(Brief): Produce an exact copy of the lines from the line containing "Roster-mapping task: tag the calm" through the last line of the listing below, both ends included, and nothing else.

========

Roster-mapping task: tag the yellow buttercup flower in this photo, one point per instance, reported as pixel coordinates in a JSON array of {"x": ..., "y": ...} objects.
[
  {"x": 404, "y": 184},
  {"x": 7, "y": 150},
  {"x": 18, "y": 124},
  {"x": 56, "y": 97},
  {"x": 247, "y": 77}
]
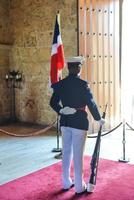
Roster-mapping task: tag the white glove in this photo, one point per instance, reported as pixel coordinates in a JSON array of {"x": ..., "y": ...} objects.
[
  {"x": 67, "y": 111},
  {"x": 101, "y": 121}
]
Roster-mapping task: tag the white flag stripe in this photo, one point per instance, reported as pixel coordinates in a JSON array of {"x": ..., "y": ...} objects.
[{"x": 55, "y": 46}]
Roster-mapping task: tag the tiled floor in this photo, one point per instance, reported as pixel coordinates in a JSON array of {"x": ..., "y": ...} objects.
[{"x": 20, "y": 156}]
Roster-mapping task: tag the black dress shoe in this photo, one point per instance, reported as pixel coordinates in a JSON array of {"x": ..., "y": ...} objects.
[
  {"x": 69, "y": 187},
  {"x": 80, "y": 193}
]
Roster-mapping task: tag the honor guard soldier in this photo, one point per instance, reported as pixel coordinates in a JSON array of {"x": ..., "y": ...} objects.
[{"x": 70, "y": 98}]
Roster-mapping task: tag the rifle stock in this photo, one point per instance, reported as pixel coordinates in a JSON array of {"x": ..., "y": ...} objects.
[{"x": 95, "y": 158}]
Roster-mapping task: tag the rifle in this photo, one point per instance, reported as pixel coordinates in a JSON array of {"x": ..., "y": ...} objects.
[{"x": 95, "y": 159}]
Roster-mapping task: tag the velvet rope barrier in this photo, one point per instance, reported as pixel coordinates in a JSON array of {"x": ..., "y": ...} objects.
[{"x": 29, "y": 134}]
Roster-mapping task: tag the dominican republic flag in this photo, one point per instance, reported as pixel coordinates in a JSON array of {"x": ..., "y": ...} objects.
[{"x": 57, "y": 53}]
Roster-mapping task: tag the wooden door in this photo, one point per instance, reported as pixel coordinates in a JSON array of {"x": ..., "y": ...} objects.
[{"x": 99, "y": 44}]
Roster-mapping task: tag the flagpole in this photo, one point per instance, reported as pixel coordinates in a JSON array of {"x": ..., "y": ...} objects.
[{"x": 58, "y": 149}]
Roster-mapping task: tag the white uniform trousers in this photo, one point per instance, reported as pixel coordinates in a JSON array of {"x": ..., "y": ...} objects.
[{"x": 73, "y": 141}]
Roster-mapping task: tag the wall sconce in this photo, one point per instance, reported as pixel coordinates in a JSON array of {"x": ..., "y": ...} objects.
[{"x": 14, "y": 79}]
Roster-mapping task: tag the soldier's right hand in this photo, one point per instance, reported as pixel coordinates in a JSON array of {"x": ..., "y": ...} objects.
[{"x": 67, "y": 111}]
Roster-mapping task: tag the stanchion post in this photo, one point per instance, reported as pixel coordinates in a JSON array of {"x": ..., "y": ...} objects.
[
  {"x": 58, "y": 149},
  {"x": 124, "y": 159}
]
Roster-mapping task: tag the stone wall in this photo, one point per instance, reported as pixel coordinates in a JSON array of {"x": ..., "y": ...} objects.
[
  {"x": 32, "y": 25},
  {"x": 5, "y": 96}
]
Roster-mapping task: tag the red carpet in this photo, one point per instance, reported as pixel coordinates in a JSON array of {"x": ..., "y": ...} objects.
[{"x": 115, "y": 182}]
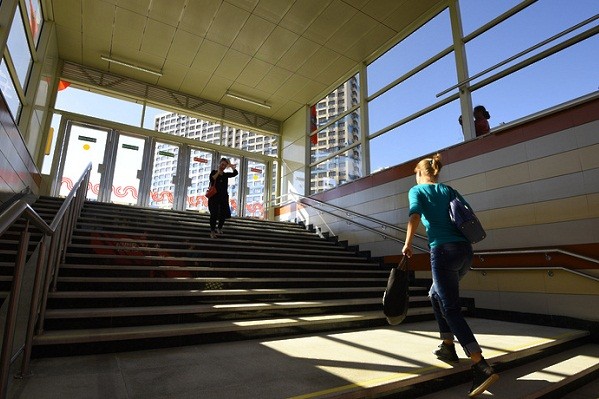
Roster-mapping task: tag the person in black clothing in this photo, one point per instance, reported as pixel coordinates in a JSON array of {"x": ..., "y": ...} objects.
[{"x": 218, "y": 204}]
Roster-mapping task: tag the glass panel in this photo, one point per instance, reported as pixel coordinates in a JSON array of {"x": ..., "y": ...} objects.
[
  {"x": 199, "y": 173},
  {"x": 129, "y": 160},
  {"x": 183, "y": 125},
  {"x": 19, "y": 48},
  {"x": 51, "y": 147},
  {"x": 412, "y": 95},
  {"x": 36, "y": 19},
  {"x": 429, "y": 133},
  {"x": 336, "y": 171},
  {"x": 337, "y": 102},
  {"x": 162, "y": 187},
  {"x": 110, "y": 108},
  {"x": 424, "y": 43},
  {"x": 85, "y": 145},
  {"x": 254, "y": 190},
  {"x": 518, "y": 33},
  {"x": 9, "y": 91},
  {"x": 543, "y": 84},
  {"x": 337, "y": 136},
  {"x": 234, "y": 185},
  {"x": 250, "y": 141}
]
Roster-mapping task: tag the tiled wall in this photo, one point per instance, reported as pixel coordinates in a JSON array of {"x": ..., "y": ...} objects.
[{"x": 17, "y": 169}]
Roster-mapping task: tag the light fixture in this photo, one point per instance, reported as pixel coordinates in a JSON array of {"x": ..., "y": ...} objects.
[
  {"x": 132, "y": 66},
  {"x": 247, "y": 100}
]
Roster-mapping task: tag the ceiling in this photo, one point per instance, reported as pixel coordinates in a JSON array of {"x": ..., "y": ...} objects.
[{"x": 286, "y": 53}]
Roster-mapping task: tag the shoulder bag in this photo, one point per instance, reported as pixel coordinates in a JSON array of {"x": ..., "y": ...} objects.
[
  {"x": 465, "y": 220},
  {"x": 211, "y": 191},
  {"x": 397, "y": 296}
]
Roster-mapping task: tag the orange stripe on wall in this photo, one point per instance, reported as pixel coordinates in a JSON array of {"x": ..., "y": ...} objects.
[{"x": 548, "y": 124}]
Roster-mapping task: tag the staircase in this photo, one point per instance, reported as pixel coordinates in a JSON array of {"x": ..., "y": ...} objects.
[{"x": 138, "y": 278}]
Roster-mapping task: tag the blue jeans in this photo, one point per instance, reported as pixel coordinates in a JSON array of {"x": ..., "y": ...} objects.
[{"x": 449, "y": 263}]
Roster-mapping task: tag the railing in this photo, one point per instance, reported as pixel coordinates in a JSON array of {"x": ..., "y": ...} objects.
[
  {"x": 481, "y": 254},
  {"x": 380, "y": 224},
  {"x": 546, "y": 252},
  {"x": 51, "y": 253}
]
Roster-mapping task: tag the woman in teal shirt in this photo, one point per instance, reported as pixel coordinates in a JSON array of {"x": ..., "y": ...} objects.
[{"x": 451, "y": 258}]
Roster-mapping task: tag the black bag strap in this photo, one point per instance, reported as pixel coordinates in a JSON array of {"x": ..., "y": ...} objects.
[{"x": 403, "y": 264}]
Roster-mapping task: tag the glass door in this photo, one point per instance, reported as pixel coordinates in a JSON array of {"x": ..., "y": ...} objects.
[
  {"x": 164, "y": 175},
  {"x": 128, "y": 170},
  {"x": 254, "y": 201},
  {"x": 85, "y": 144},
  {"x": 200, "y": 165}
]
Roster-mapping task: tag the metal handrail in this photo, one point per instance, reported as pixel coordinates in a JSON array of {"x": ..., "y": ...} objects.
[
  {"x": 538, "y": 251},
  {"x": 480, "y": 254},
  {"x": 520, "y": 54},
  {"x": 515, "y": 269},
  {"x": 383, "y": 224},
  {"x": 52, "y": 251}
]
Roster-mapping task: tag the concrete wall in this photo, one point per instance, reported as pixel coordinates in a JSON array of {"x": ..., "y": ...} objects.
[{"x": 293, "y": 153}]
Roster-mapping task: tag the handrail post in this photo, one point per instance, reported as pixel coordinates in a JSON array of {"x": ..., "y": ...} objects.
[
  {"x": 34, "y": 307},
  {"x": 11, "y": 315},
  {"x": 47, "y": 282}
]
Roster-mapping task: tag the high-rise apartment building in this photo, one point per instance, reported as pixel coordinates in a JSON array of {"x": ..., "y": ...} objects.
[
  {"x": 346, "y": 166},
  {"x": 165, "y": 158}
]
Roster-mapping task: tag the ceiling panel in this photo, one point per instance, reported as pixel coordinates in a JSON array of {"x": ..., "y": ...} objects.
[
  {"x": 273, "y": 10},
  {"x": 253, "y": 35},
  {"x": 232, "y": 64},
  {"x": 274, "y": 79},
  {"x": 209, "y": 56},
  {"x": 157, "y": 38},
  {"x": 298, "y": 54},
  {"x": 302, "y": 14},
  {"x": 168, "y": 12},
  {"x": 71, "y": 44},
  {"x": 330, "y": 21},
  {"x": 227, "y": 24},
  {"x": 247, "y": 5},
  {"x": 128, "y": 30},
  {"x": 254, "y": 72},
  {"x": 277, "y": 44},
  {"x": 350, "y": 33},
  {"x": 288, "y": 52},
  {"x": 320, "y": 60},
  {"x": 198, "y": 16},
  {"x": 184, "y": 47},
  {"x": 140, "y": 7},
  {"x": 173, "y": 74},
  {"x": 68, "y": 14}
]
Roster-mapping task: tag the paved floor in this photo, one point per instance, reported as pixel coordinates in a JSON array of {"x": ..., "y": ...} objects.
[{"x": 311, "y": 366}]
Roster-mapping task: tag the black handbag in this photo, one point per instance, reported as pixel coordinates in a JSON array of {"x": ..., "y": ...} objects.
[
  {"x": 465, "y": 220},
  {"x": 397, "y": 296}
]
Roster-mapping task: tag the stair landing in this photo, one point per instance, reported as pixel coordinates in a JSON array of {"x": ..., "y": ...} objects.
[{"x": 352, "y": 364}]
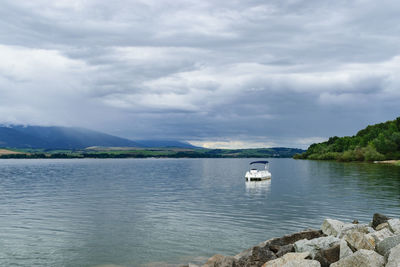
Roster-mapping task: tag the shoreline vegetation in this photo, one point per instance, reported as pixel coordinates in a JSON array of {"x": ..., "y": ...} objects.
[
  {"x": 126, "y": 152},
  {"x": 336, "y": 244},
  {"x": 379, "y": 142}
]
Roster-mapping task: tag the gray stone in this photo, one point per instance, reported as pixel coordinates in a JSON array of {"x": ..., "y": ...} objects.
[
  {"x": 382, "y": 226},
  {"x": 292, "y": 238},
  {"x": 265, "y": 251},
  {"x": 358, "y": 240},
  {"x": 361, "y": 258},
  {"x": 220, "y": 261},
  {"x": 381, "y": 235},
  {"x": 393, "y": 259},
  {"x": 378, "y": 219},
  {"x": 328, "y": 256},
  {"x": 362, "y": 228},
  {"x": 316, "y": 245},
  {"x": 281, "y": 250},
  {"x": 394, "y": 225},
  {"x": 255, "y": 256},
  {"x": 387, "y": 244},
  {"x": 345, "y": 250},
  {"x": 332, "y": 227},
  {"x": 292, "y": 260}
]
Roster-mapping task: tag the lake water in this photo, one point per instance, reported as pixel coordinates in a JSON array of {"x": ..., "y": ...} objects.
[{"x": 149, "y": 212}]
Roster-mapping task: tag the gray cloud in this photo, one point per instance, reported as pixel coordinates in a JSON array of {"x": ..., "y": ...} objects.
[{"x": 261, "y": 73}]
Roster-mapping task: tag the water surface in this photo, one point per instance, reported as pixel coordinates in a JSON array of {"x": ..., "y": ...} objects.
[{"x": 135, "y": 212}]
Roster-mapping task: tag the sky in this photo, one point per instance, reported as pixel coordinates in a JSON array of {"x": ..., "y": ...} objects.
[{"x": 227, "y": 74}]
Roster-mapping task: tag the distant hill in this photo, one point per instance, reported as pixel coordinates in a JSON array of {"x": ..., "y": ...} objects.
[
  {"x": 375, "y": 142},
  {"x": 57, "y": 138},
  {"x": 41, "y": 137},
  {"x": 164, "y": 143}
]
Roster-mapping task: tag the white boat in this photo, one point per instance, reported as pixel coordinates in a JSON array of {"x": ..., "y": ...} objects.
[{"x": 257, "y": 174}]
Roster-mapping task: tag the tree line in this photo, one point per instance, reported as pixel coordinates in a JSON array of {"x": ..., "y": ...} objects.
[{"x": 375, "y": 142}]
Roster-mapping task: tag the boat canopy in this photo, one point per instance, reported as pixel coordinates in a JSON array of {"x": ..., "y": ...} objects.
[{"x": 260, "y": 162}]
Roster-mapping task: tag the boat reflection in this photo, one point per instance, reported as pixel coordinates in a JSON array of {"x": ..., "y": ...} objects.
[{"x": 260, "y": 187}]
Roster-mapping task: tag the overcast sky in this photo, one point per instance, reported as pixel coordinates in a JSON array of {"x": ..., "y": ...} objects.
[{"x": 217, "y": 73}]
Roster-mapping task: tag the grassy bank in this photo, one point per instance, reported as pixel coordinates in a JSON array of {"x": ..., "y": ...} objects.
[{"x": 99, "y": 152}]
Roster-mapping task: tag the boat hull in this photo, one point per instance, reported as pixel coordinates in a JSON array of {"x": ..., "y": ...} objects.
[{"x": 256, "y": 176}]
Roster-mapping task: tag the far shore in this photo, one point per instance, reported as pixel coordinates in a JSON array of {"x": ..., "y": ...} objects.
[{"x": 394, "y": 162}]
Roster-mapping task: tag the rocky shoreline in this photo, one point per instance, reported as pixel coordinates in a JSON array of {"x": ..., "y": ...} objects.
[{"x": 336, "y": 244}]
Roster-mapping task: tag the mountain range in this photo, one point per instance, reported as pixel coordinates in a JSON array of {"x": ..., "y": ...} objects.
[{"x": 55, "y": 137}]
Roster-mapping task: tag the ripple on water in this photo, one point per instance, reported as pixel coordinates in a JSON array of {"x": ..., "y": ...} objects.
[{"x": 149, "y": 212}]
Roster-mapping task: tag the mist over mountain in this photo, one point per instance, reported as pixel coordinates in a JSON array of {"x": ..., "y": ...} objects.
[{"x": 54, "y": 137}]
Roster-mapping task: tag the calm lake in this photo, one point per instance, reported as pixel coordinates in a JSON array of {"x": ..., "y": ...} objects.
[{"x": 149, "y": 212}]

========

(Solution to the problem):
Roster-mapping task: tag the calm lake in this photo, one point per instance, reported as pixel coordinates in a JSON array of {"x": ..., "y": ...} objects.
[{"x": 149, "y": 212}]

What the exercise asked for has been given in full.